• **Activity**:
Continue the magazine piece about Multi and the future of retail from the point where it stops.

• **Provided text**:
MAGAZINE: For Multi, the future of retail is ‘alternative’

Blackstone’s European retail property platform Multi is gearing up for a mixed-use future, where shopping centre tenants share space with alternative asset classes.

In a rapidly evolving retail climate, Multi Corporation’s Hubert Stech has suggested that the challenges facing shopping centre owners can be overcome with a ‘hugely flexible’ approach which embraces the alternatives sector.

Stech, who has been managing director of Multi Germany since 2017, and became head of Belgium and the Netherlands as of March 1, thinks that the ‘size of shopping centres today’ won’t reflect ‘the size of shopping centres tomorrow’. Accordingly, asset management strategies require a creative approach to existing spaces, as well as a close and responsive dialogue with the rapidly evolving retailer landscape.

Before taking the helm of Multi’s German business, Stech was director of project development and sales at Siemens Real Estate. His previous positions include head of corporate international coordination at Metro Group Asset Management and managing director at Douglas Real Estate.

• **Record excerpts**:

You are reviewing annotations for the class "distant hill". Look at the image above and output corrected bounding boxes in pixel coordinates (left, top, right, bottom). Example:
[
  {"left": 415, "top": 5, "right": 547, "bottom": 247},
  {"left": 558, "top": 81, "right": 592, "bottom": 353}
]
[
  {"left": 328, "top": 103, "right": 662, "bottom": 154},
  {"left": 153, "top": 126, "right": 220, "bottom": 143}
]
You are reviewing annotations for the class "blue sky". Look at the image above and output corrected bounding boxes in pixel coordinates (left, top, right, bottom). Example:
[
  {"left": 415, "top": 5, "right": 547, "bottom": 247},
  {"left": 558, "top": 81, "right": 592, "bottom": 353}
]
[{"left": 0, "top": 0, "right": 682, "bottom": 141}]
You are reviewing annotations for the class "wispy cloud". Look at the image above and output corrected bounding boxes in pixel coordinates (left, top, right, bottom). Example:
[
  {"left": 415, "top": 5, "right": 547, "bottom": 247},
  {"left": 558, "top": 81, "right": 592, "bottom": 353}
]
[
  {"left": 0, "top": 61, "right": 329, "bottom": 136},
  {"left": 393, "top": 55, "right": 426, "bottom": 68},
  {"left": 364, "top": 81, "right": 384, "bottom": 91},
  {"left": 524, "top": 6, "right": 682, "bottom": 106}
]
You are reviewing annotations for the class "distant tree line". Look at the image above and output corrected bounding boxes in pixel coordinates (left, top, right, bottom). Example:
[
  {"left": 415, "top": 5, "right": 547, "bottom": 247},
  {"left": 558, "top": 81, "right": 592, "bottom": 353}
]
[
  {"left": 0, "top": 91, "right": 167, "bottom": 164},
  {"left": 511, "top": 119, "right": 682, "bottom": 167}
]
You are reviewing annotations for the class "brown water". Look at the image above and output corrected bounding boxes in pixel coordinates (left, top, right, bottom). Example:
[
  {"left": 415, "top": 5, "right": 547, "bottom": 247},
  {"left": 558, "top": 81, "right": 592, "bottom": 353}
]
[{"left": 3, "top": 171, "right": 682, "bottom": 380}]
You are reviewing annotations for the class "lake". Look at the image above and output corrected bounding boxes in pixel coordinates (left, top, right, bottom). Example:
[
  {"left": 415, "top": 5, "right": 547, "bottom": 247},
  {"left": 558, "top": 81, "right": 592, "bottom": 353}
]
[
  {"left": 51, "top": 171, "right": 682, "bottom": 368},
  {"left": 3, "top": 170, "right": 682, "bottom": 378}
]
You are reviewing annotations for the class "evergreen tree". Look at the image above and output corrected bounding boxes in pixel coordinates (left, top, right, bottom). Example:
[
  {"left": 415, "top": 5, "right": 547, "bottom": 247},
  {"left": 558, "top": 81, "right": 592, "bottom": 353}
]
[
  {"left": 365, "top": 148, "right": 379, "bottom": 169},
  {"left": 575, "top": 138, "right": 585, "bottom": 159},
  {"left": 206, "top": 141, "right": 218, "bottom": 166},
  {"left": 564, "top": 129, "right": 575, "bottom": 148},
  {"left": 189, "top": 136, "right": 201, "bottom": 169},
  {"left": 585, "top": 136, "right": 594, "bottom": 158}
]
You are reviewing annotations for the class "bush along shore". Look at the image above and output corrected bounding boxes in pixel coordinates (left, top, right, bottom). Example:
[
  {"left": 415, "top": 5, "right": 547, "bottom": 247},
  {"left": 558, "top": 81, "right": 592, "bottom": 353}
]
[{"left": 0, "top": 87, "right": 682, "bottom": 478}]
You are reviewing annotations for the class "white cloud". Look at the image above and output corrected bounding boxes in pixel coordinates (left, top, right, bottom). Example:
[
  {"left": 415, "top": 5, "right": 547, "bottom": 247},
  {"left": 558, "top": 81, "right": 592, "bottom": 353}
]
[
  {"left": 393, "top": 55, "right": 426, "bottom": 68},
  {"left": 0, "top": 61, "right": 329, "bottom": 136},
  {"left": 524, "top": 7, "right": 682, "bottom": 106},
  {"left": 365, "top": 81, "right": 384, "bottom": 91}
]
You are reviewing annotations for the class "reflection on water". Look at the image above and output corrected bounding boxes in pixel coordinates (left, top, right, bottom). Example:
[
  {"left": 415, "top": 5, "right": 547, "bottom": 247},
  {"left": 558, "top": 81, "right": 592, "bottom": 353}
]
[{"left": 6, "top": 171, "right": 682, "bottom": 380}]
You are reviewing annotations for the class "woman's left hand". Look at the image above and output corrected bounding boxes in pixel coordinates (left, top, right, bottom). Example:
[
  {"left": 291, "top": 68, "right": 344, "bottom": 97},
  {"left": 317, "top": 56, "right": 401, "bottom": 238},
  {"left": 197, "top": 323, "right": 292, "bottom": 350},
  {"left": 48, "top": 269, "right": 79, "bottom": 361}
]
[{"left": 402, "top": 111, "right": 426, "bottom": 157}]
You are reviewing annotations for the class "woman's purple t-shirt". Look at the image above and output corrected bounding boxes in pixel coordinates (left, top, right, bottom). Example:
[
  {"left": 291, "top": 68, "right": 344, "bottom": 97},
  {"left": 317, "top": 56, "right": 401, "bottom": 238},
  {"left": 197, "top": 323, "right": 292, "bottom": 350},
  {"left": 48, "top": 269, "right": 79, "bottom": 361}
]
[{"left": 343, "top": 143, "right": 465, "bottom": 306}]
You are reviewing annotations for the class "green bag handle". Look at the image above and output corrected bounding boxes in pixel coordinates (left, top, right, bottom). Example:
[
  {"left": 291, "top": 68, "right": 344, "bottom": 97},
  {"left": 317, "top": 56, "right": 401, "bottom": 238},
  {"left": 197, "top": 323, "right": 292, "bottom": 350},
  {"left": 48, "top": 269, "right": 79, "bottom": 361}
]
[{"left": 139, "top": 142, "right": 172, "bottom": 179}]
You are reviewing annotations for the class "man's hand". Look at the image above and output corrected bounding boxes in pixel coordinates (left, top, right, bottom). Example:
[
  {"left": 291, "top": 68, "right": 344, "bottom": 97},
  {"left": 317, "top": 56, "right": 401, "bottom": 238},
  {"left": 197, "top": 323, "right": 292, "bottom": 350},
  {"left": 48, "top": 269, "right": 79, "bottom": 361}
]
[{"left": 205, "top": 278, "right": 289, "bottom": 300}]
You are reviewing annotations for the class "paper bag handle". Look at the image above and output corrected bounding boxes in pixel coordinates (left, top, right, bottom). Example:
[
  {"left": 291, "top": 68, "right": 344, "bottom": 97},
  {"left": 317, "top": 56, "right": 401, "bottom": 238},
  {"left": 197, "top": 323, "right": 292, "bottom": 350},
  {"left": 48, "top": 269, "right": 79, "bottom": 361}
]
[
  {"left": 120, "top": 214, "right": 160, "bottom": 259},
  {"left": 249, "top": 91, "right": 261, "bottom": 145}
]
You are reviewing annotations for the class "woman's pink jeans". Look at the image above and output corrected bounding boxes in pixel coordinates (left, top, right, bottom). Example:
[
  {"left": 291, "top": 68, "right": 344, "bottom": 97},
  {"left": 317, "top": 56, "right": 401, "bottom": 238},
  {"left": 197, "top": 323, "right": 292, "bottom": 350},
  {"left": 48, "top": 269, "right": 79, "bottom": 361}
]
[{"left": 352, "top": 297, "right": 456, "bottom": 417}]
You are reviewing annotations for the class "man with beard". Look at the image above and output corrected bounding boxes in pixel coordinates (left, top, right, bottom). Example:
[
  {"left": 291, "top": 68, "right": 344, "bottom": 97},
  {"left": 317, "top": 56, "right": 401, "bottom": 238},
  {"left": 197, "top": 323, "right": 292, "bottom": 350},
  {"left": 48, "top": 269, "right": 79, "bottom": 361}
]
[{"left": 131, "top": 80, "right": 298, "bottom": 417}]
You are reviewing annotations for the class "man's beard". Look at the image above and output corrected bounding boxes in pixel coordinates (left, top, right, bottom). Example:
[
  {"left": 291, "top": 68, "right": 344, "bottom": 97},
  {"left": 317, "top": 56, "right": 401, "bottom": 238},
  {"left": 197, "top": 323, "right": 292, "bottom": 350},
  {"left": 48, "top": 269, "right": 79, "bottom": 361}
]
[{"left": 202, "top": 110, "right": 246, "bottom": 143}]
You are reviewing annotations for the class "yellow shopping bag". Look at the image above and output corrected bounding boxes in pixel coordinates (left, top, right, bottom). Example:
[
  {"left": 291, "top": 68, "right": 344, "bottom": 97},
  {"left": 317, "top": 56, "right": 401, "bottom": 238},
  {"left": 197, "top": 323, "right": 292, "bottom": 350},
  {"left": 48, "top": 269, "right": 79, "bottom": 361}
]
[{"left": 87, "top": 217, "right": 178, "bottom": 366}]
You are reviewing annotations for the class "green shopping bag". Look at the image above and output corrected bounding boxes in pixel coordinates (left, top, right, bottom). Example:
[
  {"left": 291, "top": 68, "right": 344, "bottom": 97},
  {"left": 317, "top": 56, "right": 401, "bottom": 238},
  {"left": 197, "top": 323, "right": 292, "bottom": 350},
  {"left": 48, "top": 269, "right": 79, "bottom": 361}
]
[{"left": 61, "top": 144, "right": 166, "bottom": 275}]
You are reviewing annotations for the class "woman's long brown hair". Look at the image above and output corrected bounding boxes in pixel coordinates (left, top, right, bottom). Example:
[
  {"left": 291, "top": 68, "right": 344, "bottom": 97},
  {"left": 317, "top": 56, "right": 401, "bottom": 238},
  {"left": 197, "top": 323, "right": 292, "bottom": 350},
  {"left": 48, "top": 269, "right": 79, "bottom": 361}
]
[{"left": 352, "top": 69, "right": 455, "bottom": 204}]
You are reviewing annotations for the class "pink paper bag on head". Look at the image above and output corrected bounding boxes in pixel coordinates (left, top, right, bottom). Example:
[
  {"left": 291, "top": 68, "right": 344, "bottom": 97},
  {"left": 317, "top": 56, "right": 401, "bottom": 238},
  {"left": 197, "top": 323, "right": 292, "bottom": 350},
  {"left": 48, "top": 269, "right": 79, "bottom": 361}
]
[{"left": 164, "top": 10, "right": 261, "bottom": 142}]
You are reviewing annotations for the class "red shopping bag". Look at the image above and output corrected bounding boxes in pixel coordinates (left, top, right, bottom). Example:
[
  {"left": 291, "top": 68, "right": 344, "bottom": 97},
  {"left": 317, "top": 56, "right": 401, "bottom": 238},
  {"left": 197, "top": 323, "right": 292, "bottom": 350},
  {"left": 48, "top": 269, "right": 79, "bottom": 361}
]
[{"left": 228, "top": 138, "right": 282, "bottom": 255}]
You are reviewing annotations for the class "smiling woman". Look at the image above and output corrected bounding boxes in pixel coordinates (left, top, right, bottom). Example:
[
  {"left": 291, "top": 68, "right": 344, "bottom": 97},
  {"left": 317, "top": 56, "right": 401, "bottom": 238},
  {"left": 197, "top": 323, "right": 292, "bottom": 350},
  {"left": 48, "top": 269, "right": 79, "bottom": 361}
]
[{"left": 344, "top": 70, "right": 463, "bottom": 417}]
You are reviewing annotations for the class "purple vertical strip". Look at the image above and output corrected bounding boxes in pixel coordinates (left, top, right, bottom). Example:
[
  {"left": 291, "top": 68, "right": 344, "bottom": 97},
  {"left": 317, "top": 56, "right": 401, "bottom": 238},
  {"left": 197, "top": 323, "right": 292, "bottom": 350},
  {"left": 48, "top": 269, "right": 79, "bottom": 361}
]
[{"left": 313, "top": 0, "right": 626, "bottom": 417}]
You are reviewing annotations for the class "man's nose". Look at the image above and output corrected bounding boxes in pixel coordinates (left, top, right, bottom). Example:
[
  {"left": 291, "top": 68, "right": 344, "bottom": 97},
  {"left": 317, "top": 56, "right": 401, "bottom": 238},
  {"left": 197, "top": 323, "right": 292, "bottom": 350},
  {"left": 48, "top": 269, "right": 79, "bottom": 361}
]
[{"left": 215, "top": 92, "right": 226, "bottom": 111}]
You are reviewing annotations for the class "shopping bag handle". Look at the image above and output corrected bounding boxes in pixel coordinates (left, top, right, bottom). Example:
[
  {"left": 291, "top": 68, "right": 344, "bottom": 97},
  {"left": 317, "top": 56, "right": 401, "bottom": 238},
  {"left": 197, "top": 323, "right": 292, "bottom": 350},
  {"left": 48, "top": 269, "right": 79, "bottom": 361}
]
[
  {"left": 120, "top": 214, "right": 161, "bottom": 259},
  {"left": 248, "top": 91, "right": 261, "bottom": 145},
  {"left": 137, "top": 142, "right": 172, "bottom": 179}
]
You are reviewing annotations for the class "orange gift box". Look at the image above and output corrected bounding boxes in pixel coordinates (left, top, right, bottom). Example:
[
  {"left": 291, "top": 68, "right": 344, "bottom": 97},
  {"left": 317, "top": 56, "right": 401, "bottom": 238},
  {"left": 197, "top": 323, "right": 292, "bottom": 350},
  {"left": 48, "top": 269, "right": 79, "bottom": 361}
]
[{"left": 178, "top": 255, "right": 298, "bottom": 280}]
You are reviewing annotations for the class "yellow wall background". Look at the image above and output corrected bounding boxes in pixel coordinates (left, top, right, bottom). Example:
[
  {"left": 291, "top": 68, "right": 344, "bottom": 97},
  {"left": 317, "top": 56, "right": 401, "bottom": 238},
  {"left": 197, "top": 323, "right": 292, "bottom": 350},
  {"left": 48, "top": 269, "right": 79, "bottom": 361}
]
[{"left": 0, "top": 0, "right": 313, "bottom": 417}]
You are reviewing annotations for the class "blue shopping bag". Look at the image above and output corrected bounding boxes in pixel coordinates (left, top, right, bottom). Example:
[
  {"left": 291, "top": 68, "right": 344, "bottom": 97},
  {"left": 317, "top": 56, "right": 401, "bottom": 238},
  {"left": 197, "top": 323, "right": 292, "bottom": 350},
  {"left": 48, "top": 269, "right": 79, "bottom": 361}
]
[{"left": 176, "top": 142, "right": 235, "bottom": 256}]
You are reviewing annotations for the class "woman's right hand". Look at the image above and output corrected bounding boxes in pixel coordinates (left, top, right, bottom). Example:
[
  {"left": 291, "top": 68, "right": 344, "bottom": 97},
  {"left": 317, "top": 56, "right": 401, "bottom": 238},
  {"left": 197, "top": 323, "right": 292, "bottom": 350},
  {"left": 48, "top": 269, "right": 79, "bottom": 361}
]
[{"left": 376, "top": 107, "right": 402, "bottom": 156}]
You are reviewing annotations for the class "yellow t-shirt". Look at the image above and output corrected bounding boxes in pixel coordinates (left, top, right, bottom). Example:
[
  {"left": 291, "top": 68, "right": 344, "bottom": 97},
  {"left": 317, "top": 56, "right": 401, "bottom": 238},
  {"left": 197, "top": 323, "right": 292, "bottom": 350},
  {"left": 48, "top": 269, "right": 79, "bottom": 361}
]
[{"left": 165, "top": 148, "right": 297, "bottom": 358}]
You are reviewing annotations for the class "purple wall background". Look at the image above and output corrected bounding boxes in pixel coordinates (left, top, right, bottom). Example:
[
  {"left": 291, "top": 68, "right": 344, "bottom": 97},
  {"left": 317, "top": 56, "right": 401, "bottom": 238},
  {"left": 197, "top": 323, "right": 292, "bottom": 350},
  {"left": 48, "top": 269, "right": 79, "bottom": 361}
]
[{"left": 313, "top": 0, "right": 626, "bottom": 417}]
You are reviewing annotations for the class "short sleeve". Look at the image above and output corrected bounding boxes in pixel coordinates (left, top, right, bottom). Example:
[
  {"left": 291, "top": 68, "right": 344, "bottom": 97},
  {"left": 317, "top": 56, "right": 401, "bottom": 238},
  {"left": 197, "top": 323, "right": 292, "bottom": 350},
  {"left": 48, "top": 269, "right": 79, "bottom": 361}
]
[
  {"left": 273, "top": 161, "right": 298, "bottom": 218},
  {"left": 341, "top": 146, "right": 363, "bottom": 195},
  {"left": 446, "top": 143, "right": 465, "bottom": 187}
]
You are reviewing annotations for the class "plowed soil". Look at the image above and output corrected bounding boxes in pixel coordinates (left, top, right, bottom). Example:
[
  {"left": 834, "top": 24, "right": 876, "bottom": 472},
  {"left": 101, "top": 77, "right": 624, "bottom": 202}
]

• **Written reply**:
Blackstone's European retail property platform currently operates in the Netherlands, Belgium, Germany, Hungary, Ireland, Italy, Latvia, Poland, Portugal, Slovakia, Spain, Ukraine, the UK and Turkey.

New job, bigger plan
According to Stech, his new, broader role at Multi – simultaneously leading operations in Germany, Belgium and the Netherlands – has a certain geographical sense. ‘I will have two offices in Düsseldorf and Amsterdam, and continue with my remit in Germany to find new third-party mandates, and to be active in the market. I’ll be taking a similar approach in Belgium and the Netherlands. The offices are a two-hour drive apart, so logistically, it’s very manageable,’ he told PropertyEU.

While the Netherlands and Belgium are considered to be amongst Europe’s most under-pressure markets in terms of the e-commerce threat and downward pressure on asset values, Stech said his strategy there would be similar to his German approach.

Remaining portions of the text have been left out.